** start of DATA ENTRIES **

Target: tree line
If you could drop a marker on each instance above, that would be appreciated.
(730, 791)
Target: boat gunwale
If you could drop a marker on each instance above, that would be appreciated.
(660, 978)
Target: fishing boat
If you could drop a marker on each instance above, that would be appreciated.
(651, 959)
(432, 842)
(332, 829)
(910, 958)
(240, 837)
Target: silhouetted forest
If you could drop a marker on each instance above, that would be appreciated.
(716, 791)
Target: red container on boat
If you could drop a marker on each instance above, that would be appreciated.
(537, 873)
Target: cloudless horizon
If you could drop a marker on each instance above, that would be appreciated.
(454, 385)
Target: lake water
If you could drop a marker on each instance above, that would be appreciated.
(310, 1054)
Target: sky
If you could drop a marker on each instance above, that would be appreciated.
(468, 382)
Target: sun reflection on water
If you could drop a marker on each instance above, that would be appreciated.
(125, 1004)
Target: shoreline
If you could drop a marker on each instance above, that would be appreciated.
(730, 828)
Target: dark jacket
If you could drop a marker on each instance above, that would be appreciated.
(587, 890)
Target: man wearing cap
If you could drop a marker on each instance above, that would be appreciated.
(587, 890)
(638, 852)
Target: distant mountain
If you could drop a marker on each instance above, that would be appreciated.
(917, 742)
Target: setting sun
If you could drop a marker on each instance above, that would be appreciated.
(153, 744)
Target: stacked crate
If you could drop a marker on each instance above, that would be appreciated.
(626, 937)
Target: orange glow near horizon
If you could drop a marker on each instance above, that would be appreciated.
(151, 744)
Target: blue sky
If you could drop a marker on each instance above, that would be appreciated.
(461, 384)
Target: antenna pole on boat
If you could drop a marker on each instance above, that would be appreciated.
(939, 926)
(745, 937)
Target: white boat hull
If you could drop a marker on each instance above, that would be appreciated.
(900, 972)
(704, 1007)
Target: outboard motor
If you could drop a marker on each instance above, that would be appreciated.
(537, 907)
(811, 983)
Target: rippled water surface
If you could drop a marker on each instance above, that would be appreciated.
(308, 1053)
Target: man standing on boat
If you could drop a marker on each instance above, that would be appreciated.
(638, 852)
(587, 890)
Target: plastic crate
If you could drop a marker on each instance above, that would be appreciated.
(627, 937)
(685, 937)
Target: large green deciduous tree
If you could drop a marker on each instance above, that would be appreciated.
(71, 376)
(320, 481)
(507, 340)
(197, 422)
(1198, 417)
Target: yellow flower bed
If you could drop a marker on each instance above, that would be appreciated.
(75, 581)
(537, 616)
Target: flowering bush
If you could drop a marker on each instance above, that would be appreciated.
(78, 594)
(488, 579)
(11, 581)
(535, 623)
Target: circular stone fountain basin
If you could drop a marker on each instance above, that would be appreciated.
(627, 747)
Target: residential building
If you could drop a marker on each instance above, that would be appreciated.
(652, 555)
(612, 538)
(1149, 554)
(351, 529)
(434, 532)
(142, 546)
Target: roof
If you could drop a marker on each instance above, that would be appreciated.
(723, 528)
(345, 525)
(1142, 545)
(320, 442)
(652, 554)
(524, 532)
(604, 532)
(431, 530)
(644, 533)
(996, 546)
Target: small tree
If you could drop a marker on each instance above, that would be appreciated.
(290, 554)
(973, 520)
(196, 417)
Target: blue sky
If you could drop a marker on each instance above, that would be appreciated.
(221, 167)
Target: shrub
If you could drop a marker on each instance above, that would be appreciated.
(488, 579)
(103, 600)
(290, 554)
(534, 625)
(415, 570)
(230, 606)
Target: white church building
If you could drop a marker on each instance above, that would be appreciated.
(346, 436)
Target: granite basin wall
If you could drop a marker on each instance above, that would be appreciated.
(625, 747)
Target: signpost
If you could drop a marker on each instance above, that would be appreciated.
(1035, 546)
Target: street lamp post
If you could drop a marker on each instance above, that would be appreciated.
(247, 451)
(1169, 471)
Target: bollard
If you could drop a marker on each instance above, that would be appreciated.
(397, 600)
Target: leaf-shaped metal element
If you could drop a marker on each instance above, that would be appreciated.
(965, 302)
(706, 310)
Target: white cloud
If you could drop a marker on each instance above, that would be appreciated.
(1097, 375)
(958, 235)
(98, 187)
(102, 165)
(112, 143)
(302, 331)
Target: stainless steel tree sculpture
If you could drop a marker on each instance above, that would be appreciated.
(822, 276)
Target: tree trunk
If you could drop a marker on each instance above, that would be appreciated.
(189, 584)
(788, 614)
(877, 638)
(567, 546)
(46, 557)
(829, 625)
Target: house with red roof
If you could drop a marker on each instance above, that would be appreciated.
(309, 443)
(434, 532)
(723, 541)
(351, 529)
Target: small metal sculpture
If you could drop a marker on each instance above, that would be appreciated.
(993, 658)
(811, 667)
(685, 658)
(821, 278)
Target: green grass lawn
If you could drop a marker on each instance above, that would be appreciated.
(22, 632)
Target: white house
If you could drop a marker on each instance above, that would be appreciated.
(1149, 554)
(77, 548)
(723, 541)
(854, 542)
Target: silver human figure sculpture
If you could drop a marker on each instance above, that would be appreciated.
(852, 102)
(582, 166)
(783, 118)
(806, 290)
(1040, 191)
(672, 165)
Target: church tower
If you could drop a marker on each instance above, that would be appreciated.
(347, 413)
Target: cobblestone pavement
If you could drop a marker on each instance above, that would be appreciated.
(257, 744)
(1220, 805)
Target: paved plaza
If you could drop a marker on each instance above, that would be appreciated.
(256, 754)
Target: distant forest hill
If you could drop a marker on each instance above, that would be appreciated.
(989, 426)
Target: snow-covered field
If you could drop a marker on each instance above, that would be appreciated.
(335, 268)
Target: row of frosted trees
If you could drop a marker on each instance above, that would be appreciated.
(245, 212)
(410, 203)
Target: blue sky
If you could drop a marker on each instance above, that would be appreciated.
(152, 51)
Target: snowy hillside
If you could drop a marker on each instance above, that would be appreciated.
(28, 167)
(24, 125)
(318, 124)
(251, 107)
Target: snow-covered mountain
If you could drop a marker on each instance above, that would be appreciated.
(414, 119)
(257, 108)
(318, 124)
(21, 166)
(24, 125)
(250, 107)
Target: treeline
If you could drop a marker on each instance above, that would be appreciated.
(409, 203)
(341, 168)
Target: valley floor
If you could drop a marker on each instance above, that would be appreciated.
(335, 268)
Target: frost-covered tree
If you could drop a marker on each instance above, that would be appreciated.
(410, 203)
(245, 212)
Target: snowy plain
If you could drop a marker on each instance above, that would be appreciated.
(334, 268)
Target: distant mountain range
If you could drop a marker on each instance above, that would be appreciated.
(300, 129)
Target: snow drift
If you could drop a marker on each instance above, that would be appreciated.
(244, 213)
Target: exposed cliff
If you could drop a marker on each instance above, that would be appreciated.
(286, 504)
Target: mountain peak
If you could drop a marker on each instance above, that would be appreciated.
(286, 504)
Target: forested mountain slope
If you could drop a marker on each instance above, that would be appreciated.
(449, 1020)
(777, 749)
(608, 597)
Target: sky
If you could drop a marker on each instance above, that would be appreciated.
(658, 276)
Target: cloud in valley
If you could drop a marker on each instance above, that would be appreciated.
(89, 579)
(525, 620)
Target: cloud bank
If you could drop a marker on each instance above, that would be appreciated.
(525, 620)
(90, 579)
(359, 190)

** end of DATA ENTRIES **

— PROBLEM TO WORK ON —
Render every entry above as a two-column CSV with the headers "request" and "answer", one row per entry. Wrap each field in double quotes and replace any line breaks within a field with spaces.

— RESPONSE TO THIS EXERCISE —
request,answer
"Target: tree line If you could drop a marker on each instance above, that would be appreciated.","(730, 791)"
"Target: boat gunwale If you could drop a marker on each instance above, that would be appreciated.","(660, 978)"
"Target: fishing boat If you could drop a marker on each instance above, that would be appreciated.","(651, 959) (432, 842) (332, 829) (910, 958) (240, 837)"
"Target: silhouetted forest If you could drop a marker on each instance above, that would be appreciated.","(716, 791)"
"Target: red container on boat If you could drop a marker on each instance above, that would be appreciated.","(537, 873)"
"Target: cloudless horizon If you could drop a marker on each instance above, that would be appreciated.","(454, 385)"
"Target: lake water If you could drop a marker on each instance above, that would be appreciated.","(310, 1054)"
"Target: sky If you could drop a marker on each instance above, that would be appreciated.","(468, 382)"
"Target: sun reflection on water If you could drop a marker on each instance above, that would be appreciated.","(125, 1004)"
"Target: shoreline If you could drop a marker on each instance above, that would be appreciated.","(730, 828)"
"Target: dark jacket If you could drop a marker on each instance above, that would be appreciated.","(587, 890)"
"Target: man wearing cap If you could drop a marker on each instance above, that would be appreciated.","(587, 890) (638, 852)"
"Target: distant mountain If you could drop a marker on each instance above, that would be appreciated.","(917, 742)"
"Target: setting sun If you could drop a marker on each instance above, that would be appreciated.","(153, 744)"
"Target: stacked crate If you could drop a marker on each instance above, that would be appreciated.","(626, 937)"
"Target: orange glow near horizon If you could drop a marker on each instance above, that would be appreciated.","(151, 744)"
"Target: blue sky If you could drop a marker on each instance above, that would be appreciated.","(461, 384)"
"Target: antenna pole on boat If you could drop a marker on each instance above, that would be appreciated.","(939, 926) (745, 937)"
"Target: white boat hull If you could drop a marker on each instance above, that would be appreciated.","(900, 972) (704, 1007)"
"Target: outboard motor If you could drop a marker on each instance above, that would be appreciated.","(537, 907) (811, 983)"
"Target: rippled water surface If you could drop a marker on each instance above, that would be appreciated.","(308, 1053)"
"Target: man standing on boat If you could drop a marker on each instance above, that would be appreciated.","(638, 852) (587, 890)"
"Target: plastic crate If you could drop a marker on each instance above, that would be appreciated.","(627, 937) (685, 937)"
"Target: large green deciduous tree If you could drop a marker on each instance above, that would be appreciated.","(71, 376) (320, 481) (507, 340) (197, 422) (1198, 417)"
"Target: yellow flower bed If you could drop a marker on each instance above, that would be appreciated.","(75, 581) (537, 616)"
"Target: flowering bush If you could drop a marker on each instance above, that would be appreciated.","(78, 594) (488, 579) (11, 581) (535, 623)"
"Target: circular stone fountain basin If you could drop a marker on each instance above, that would be appreciated.","(627, 747)"
"Target: residential building If you could drop a marker on each instance above, that would be appreciated.","(652, 555) (612, 538) (1149, 554) (351, 529) (434, 532) (142, 546)"
"Target: roof If you could drop a marker on each instance above, that would be appreciated.","(723, 528) (345, 525) (1142, 545) (320, 442) (652, 554) (524, 532) (604, 532) (431, 530) (644, 533) (996, 546)"
"Target: small tree If you could drop a marker on each instance above, that would be appreciated.","(290, 554) (973, 520) (196, 417)"
"Target: blue sky If you could drop a marker on each instance above, that would be appreciated.","(221, 167)"
"Target: shrub If you could drop a marker on each instance above, that would be appreciated.","(488, 579) (103, 600) (290, 554) (534, 625) (415, 570) (230, 606)"
"Target: white church building If you could drop a marker on each instance above, that would be appreciated.","(346, 436)"
"Target: granite basin wall If you could drop a marker on each instance above, that would be appreciated.","(625, 747)"
"Target: signpost If you could drop a marker on each instance above, that would be appreciated.","(1035, 546)"
"Target: street lamp post If you could drop a marker on each instance above, that would be appreciated.","(247, 451) (1169, 471)"
"Target: bollard If you could drop a marker on each instance above, that would be appreciated.","(397, 600)"
"Target: leaf-shaped metal element If you could drop a marker on each instance above, that would be appreciated.","(965, 302) (706, 310)"
"Target: white cloud If you could drop a marker on each instance above, that would be appreciated.","(1097, 375) (958, 235) (98, 187) (102, 165) (112, 143) (302, 331)"
"Target: stainless steel tree sculpture If you could drop a marker on each instance above, that would be appreciated.","(822, 276)"
"Target: tree trunk If you could drop a marker on each instance above, that would be appreciated.","(189, 584) (788, 614) (877, 638) (567, 546) (46, 557) (829, 625)"
"Target: house with red roof If you could drop a marker on each instance above, that would be appreciated.","(309, 443) (434, 532) (723, 541) (351, 529)"
"Target: small metal sculpture If you could drop a marker on each instance above, that would be appreciated.","(993, 658) (811, 667) (685, 658) (821, 278)"
"Target: green grass lawn If you could drop a marker on each instance above, that would be appreciated.","(22, 632)"
"Target: white house If you could drop a marker on each instance above, that would be appreciated.","(1149, 554) (77, 548) (723, 541) (854, 542)"
"Target: silver human figure sculpture If you could drop a marker on each instance above, that would be appreciated.","(852, 102) (582, 166) (783, 118) (806, 290) (1040, 191) (672, 165)"
"Target: church tower If you could drop a marker on each instance above, that would be appreciated.","(347, 413)"
"Target: cobblestone pavement If you could drop a marker on each instance above, that would be appreciated.","(257, 744) (1220, 805)"
"Target: paved plaza If you could drop a marker on each instance above, that would be appreciated.","(256, 754)"
"Target: distant forest hill If you could drop a marker on each instance above, that would be appreciated.","(989, 426)"
"Target: snow-covered field If you could drop a marker on each instance above, that would be appreciated.","(335, 268)"
"Target: row of frosted trees If you could drop a marker on each instance above, that would be appreciated.","(245, 212) (410, 203)"
"Target: blue sky If you could drop a marker on each instance above, that would be appreciated.","(152, 51)"
"Target: snowy hillside If you could drop a marker on each instance above, that would be appreciated.","(28, 167) (24, 125) (318, 124) (251, 107)"
"Target: snow-covered mountain If you could drop a marker on each instance above, that would be appreciated.","(414, 119) (257, 108) (318, 124) (21, 166) (24, 125) (250, 107)"
"Target: treeline If you could drop a marker on each instance above, that would be appreciated.","(409, 203) (341, 168)"
"Target: valley floor If you could drop a marker on each instance above, that would be appreciated.","(335, 268)"
"Target: frost-covered tree If you could drop a marker on each instance above, that would be appreciated.","(410, 203) (245, 212)"
"Target: snowy plain If you could drop a marker on each instance above, that would be appreciated.","(334, 268)"
"Target: distant mountain range If you could drop a marker on each instance above, that would be appreciated.","(300, 129)"
"Target: snow drift If you could drop a marker on each instance above, that would be appreciated.","(244, 213)"
"Target: exposed cliff If you could drop a marker on each instance above, that would be appreciated.","(286, 504)"
"Target: mountain peak If you could drop a marker on each instance above, that would be appreciated.","(286, 504)"
"Target: forested mountain slope If you could drop a marker on each instance above, that would be appreciated.","(449, 1020) (777, 749) (608, 597)"
"Target: sky If you could drop a marker on each instance above, that would be appreciated.","(658, 276)"
"Target: cloud in valley If you could drop a marker on each instance above, that would be appreciated.","(89, 579) (525, 620)"
"Target: cloud bank If you could drop a marker on each instance above, that would be appreciated.","(525, 620) (90, 579) (359, 190)"